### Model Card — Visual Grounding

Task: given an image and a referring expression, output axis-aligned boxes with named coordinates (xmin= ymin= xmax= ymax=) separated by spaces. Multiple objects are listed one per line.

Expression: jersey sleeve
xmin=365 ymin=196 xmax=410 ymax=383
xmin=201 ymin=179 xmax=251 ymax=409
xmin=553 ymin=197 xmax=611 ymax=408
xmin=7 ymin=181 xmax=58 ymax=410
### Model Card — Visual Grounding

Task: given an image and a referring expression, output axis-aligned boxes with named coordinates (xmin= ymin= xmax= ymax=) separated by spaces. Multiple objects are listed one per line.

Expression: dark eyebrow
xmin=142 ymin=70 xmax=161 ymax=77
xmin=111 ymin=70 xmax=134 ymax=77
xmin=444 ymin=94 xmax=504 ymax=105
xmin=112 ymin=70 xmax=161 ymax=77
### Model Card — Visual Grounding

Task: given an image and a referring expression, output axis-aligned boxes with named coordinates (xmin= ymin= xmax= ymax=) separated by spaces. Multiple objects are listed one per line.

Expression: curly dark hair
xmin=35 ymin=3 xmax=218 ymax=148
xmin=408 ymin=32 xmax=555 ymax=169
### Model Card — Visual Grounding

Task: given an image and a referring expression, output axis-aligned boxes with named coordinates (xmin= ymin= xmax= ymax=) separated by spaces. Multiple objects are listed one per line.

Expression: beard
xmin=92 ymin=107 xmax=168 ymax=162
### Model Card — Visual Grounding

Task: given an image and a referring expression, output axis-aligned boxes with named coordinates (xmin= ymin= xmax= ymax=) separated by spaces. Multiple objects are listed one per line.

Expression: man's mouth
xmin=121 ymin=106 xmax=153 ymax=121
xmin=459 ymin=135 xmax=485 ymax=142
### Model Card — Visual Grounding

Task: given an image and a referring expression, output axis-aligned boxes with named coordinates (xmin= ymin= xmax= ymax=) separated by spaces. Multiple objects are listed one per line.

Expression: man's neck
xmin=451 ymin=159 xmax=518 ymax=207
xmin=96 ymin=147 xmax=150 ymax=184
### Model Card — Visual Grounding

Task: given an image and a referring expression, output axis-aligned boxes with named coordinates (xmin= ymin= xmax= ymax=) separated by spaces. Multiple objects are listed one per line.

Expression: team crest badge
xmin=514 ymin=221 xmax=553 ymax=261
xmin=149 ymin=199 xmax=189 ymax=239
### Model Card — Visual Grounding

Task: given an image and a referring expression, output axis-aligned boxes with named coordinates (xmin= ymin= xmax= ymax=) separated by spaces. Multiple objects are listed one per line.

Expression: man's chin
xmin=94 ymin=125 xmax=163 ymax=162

What needs to be done:
Copy out each line of the records above that contains the word "dark".

Answer for this exercise:
Expression: dark eyebrow
Expression: curly dark hair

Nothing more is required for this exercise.